** Text under study follows **

#Reviewing NATO and Article 5

“An armed attack against one or more of them in Europe or North America shall be considered an attack against them all.” Article 5, Treaty of Washington.

One may wonder what still needs to be written on NATO and Article 5. A thriving literature has been produced since 1949, dealing with its history, its strategic implications, and limits. Anchored in the unstable context of the Cold War, the Treaty of Washington’s Article 5 was designed to tie together European and US allies against the Soviet threat. In the 1990’s, with the collapse of the Soviet Union, the Atlantic Alliance, built upon the fight against the communist great power, seemed to lose its raison d’être. As a result, NATO member states gave less priority to collective defense and Article 5, and gave more attention to operations in Iraq and Afghanistan, focused on “crisis management.”

** End of Text under study **
** Entries provided follows **

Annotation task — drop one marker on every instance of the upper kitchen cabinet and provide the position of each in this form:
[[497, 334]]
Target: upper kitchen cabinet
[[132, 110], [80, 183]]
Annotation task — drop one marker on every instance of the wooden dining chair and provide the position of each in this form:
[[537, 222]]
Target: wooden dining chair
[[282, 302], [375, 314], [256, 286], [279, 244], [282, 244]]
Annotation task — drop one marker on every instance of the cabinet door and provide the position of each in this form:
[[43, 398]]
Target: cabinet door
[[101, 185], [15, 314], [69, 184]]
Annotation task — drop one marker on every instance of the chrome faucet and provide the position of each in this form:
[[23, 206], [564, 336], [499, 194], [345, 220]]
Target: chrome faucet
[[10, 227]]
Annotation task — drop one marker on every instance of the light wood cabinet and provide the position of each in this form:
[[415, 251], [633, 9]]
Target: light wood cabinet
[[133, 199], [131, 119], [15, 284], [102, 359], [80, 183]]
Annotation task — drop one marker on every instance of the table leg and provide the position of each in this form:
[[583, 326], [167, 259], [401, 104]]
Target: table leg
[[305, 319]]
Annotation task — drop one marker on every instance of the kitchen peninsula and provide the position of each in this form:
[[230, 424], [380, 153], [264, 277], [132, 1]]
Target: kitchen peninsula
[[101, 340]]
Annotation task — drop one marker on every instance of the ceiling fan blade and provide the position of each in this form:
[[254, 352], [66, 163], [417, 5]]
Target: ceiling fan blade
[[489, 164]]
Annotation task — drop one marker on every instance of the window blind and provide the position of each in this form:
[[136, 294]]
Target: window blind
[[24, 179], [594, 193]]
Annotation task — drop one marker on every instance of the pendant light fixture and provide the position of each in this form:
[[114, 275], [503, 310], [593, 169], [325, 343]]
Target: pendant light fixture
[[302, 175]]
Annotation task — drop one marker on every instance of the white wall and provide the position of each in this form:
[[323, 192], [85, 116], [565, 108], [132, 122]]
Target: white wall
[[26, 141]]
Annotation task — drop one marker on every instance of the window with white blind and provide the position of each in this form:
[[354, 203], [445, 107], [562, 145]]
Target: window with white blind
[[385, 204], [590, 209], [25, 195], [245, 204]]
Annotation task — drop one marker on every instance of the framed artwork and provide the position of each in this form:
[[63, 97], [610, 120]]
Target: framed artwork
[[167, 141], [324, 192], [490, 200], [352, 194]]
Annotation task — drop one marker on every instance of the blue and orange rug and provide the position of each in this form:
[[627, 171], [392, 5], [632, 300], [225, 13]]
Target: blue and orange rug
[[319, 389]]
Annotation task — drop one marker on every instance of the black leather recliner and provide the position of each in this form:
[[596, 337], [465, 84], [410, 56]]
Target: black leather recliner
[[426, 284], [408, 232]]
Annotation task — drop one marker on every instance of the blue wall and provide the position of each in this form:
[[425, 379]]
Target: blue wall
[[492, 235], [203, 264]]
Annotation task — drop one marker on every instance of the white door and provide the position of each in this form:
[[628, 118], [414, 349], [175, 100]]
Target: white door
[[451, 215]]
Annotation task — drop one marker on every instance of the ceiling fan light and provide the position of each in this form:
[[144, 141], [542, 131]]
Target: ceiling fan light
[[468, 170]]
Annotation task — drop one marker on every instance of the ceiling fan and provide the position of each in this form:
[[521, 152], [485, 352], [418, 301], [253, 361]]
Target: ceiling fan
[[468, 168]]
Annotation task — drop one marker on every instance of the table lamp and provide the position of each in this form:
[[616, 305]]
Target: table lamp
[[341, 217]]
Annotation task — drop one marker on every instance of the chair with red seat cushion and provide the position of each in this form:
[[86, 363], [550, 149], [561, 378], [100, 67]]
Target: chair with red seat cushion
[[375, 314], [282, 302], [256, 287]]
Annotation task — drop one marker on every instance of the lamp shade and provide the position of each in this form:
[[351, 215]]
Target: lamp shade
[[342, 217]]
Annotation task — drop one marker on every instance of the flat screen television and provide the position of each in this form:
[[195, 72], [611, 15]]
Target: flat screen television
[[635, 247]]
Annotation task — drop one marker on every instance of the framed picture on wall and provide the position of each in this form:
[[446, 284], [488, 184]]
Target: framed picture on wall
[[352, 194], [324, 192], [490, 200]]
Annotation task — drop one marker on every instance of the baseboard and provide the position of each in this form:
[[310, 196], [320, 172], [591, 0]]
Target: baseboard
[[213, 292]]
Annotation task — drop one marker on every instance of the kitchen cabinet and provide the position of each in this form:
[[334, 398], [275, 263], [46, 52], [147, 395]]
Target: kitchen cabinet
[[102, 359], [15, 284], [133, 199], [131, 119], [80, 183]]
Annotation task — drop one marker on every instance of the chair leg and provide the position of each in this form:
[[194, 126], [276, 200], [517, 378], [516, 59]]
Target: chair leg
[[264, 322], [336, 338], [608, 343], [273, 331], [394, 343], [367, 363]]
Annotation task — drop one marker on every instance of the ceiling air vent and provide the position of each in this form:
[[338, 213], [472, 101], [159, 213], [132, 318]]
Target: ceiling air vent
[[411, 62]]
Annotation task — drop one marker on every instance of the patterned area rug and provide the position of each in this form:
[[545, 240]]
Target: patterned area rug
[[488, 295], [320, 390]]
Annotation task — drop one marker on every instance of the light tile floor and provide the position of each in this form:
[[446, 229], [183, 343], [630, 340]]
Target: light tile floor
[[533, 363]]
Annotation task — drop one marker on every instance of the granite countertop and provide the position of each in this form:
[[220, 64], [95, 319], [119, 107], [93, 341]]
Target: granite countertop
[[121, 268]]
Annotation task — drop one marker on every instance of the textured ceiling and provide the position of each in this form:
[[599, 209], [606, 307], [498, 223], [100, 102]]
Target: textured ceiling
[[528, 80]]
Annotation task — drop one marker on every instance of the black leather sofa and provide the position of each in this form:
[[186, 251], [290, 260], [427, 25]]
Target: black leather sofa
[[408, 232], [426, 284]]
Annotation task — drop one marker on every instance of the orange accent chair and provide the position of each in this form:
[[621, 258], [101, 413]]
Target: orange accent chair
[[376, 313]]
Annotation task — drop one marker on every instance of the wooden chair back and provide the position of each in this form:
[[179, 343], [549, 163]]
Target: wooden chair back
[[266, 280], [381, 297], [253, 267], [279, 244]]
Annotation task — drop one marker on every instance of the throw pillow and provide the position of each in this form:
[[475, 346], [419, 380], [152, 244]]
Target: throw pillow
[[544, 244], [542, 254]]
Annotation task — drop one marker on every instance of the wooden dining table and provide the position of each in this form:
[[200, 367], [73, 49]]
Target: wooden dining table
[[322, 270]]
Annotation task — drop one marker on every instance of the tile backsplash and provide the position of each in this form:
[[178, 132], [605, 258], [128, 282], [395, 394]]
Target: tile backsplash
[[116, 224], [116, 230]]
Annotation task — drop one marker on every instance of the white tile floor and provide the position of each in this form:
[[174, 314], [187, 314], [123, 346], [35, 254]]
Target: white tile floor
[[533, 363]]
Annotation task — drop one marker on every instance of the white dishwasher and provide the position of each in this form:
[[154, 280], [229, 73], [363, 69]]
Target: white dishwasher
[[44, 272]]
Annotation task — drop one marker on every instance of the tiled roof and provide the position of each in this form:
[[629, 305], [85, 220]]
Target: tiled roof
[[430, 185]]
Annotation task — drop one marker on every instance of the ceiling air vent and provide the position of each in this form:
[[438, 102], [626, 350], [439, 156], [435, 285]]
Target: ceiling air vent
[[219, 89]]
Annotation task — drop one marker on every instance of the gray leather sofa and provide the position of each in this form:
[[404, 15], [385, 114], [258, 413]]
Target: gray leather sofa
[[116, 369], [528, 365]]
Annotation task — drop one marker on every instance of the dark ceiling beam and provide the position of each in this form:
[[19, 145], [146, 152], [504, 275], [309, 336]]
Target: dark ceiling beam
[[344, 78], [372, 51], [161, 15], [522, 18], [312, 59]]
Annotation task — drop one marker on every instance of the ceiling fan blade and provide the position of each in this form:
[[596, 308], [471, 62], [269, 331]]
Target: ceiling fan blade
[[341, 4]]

** End of Entries provided **

◆ Task: Return, word for word, the part of the text on NATO and Article 5 that opens with the words containing "#Reviewing NATO and" and closes with "Treaty of Washington.".

◆ Your response:
#Reviewing NATO and Article 5

“An armed attack against one or more of them in Europe or North America shall be considered an attack against them all.” Article 5, Treaty of Washington.